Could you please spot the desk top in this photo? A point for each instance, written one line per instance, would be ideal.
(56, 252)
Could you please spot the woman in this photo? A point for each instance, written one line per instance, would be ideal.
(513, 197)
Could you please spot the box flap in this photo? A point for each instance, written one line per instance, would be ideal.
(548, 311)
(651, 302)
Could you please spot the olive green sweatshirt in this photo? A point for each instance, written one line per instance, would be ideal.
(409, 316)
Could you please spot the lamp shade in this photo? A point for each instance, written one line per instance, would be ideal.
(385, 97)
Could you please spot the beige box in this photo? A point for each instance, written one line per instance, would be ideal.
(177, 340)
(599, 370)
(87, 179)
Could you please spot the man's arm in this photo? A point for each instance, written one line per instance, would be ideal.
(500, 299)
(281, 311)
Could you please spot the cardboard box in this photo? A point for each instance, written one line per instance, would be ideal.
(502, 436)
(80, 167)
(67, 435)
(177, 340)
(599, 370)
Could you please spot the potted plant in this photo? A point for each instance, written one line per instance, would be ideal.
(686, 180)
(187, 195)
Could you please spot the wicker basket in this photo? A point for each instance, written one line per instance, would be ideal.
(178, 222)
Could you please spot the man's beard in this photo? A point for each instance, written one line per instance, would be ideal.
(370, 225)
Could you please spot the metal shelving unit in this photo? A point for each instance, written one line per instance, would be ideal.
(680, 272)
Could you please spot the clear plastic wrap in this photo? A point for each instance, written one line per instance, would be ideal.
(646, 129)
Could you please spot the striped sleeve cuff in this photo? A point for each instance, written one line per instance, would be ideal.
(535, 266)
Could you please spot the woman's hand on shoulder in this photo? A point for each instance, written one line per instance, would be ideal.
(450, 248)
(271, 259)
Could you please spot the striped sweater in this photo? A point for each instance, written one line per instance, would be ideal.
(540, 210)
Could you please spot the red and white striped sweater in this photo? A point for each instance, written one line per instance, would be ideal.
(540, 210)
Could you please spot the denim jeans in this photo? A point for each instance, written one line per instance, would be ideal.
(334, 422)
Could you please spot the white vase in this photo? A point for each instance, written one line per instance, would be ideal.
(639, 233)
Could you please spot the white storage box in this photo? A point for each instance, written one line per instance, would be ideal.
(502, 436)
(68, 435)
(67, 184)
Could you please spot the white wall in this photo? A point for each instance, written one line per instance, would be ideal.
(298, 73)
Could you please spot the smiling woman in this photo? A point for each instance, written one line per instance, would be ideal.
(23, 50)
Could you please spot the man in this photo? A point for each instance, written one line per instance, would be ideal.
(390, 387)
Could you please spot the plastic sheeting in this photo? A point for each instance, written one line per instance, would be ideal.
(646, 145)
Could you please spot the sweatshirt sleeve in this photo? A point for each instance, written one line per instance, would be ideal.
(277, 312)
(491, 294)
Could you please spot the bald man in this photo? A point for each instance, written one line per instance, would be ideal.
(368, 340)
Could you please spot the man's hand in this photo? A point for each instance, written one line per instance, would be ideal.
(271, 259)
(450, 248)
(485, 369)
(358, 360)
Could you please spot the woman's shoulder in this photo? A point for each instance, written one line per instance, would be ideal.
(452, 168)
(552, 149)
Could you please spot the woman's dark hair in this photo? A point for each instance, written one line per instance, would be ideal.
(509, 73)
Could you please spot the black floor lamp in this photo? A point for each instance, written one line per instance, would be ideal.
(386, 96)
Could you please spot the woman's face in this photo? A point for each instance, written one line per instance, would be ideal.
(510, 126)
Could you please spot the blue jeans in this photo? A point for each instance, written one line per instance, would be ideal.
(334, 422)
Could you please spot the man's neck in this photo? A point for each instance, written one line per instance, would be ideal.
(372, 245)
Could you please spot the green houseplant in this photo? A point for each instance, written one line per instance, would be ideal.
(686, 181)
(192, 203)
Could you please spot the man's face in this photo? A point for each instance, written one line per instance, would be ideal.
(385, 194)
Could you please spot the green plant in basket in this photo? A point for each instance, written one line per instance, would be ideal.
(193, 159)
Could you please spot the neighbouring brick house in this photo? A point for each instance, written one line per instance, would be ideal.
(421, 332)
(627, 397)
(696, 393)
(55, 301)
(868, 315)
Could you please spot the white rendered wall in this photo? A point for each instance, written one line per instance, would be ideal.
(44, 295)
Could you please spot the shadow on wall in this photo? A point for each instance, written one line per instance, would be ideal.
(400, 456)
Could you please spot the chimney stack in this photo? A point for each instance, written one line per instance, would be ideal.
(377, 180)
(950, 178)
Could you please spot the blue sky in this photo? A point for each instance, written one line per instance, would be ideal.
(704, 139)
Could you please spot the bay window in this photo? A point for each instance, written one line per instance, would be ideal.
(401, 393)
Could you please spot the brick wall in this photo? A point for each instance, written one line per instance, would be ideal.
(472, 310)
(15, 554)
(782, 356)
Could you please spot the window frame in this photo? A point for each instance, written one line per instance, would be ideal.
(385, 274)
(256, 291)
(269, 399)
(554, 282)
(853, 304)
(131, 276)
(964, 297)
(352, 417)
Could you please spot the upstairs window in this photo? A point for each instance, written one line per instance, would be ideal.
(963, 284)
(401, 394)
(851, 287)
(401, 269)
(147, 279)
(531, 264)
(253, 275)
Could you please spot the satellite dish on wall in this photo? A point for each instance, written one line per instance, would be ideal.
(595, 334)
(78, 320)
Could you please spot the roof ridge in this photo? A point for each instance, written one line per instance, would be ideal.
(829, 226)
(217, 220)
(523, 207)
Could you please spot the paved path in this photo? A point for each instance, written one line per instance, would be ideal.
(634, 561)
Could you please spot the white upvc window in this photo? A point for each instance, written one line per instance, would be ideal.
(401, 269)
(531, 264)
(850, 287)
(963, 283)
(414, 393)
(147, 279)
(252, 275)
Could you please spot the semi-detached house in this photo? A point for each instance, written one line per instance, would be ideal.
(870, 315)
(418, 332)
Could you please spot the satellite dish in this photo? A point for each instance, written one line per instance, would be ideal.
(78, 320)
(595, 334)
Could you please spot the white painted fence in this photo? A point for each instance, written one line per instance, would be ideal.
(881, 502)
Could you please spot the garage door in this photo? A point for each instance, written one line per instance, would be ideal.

-------

§ Do this
Output every line of the data above as a numbered list, leaving out any blank lines.

§ Finished task
1. Could you please spot the desk top in this photo? A point for each instance, written one line per instance, would be ideal.
2. (56, 252)
3. Could you please spot the woman in this photo? A point for each instance, written one line per instance, would be ideal.
4. (513, 197)
5. Could you please spot the box flap in this photo? A point for each instance, written one line per instance, would be ideal.
6. (548, 311)
7. (651, 302)
8. Could you please spot the olive green sweatshirt in this photo? A point for each instance, written one line per instance, would be ideal.
9. (409, 316)
10. Could you please spot the lamp shade in this photo? A point for each instance, written one line per instance, would be ideal.
11. (385, 97)
12. Could you please spot the beige box in this photo? A point for each instance, written one line per instance, would be ideal.
13. (177, 340)
14. (599, 370)
15. (87, 179)
16. Could you please spot the man's arm in this photo? A point for each instance, written one line per instance, would be ideal.
17. (500, 299)
18. (281, 311)
19. Could you please spot the cardboard box in this photo? A point for each instance, written one line per instance, would be ideal.
20. (502, 436)
21. (80, 167)
22. (67, 435)
23. (177, 340)
24. (599, 370)
25. Could you please spot the potted plant in this photo? A point for each instance, written one line per instance, would be ideal.
26. (686, 180)
27. (187, 195)
28. Could you please spot the wicker basket in this photo? A point for each instance, written one line per instance, would be ideal.
29. (178, 222)
30. Could you please spot the man's beard in this photo? A point for each instance, written one line per instance, would be ideal.
31. (370, 225)
32. Could you please spot the metal shelving unit in this photo? A point for each instance, written one line per instance, would be ideal.
33. (680, 272)
34. Could you please spot the clear plastic wrap in this photo? A point for each instance, written one line per instance, would be ideal.
35. (646, 129)
36. Could you please spot the striped sleeve cuff in this photo? A point for each instance, written one line per instance, would be ideal.
37. (535, 266)
38. Could you please spot the woman's hand on shoulder in this photo? A point for each instance, written one line per instance, would be ideal.
39. (450, 248)
40. (271, 259)
41. Could you please spot the striped sweater in this photo? A point for each instance, written one line per instance, would be ideal.
42. (540, 210)
43. Could you please spot the red and white striped sweater in this photo? A point for each instance, written one line per instance, would be ideal.
44. (540, 210)
45. Could you please spot the denim jeans in this photo? A point for each instance, written one line per instance, would be ideal.
46. (334, 422)
47. Could you please spot the white vase in this photo? A point for each instance, written one line per instance, would be ideal.
48. (639, 233)
49. Could you please spot the white storage box in this photo? A point for each instance, written one line per instance, would be ideal.
50. (502, 436)
51. (68, 435)
52. (67, 184)
53. Could you please spot the white wall in this photo? A point for each instance, written one line per instance, would be ideal.
54. (298, 73)
55. Could you please spot the smiling woman in this photo? A point for each instance, written one line per instance, would be ideal.
56. (23, 50)
57. Could you please spot the man in this photo? A point for each instance, written one line per instance, would be ideal.
58. (390, 387)
59. Could you please spot the plastic sheeting in this photo? A point for each instance, written one line per instance, would be ideal.
60. (646, 145)
61. Could you please spot the sweatshirt sleeve in this photo? A point for each instance, written one line per instance, would be ideal.
62. (277, 312)
63. (491, 294)
64. Could you please spot the bald man in this photo? A point for each instance, written one line per instance, would be ideal.
65. (368, 340)
66. Could you please spot the man's hand in this photo? A point for each instance, written one line per instance, would be ideal.
67. (271, 259)
68. (450, 248)
69. (485, 369)
70. (358, 360)
71. Could you please spot the woman's shoulder in this photo? A point for each instance, written one line per instance, would be ideal.
72. (452, 168)
73. (552, 149)
74. Could you please spot the woman's dark hair in this photo? A point for each instance, written one line per instance, would be ideal.
75. (509, 73)
76. Could you please spot the black floor lamp in this photo? A point for each instance, written one line per instance, would be ideal.
77. (386, 96)
78. Could you please spot the woman's face in this photo? A point for each instance, written one line per instance, would be ideal.
79. (510, 126)
80. Could you please spot the blue jeans in this photo? A point for each instance, written one line per instance, would be ideal.
81. (334, 422)
82. Could you please spot the man's neck in this photo? A point for each instance, written one line per instance, would be ideal.
83. (372, 245)
84. Could you please spot the green houseplant in this photo? A point for each instance, written one line per instance, would be ideal.
85. (686, 181)
86. (192, 203)
87. Could you please spot the man's face in this photo? A point for each instance, written one line per instance, would be ideal.
88. (385, 194)
89. Could you please spot the green plant in basket in this photo? A point for each instance, written one line per instance, would be ideal.
90. (193, 159)
91. Could you please spot the neighbouring brick house in this photo? A point for each instance, written one line per instance, would be ideal.
92. (421, 332)
93. (627, 397)
94. (696, 393)
95. (55, 301)
96. (868, 315)
97. Could you please spot the white rendered wall in this photo? A point for each instance, written one line per instance, would be ideal.
98. (44, 295)
99. Could you please spot the shadow on wall in this photo? A point for each instance, written one line per instance, would be ideal.
100. (400, 456)
101. Could you please spot the chimney stack in this photo? A point for each instance, written one line per instance, would be ideal.
102. (377, 180)
103. (950, 178)
104. Could you please spot the blue sky in this photo? A point for each instance, written one line per instance, would be ideal.
105. (704, 139)
106. Could you please spot the bay window in this photo? A point for each instance, written one line per instance, would be ideal.
107. (401, 393)
108. Could you please spot the brick wall in this photo? A point for each instance, written one line per instance, would be ideal.
109. (472, 310)
110. (15, 554)
111. (782, 356)
112. Could you please spot the window frame in this photo? A point for each instance, written one line per instance, would be ideal.
113. (385, 274)
114. (256, 291)
115. (269, 399)
116. (554, 282)
117. (853, 304)
118. (131, 276)
119. (964, 297)
120. (352, 417)
121. Could you please spot the upstairs window in this photo? A point for each instance, written one line per instance, would be ideal.
122. (963, 284)
123. (401, 394)
124. (851, 287)
125. (401, 269)
126. (147, 279)
127. (531, 264)
128. (253, 275)
129. Could you please spot the satellite dish on wall in this photo? A point for each instance, written one line per instance, would be ideal.
130. (595, 334)
131. (78, 320)
132. Could you please spot the roof ridge in this photo? A point for each instance, written one line per instance, would be ideal.
133. (829, 226)
134. (217, 220)
135. (523, 207)
136. Could you please spot the paved path in this photo? A point for each instance, written one line per instance, would be ideal.
137. (634, 561)
138. Could you please spot the white upvc window in this photo? A point for each instance, written one line per instance, would be ideal.
139. (401, 269)
140. (531, 264)
141. (850, 287)
142. (963, 283)
143. (414, 393)
144. (147, 279)
145. (252, 275)
146. Could you please spot the semi-detached house in this photo? A point for each instance, written one line per instance, would be ideal.
147. (870, 315)
148. (418, 332)
149. Could you please spot the satellite dish in this photo? A point for each instance, written one line per instance, would be ideal.
150. (78, 320)
151. (595, 334)
152. Could you please spot the white painted fence in this photo? A point for each instance, written one line per instance, would be ideal.
153. (881, 502)
154. Could you please spot the garage door in this photo? A point for each instance, written one line per instance, would be ideal.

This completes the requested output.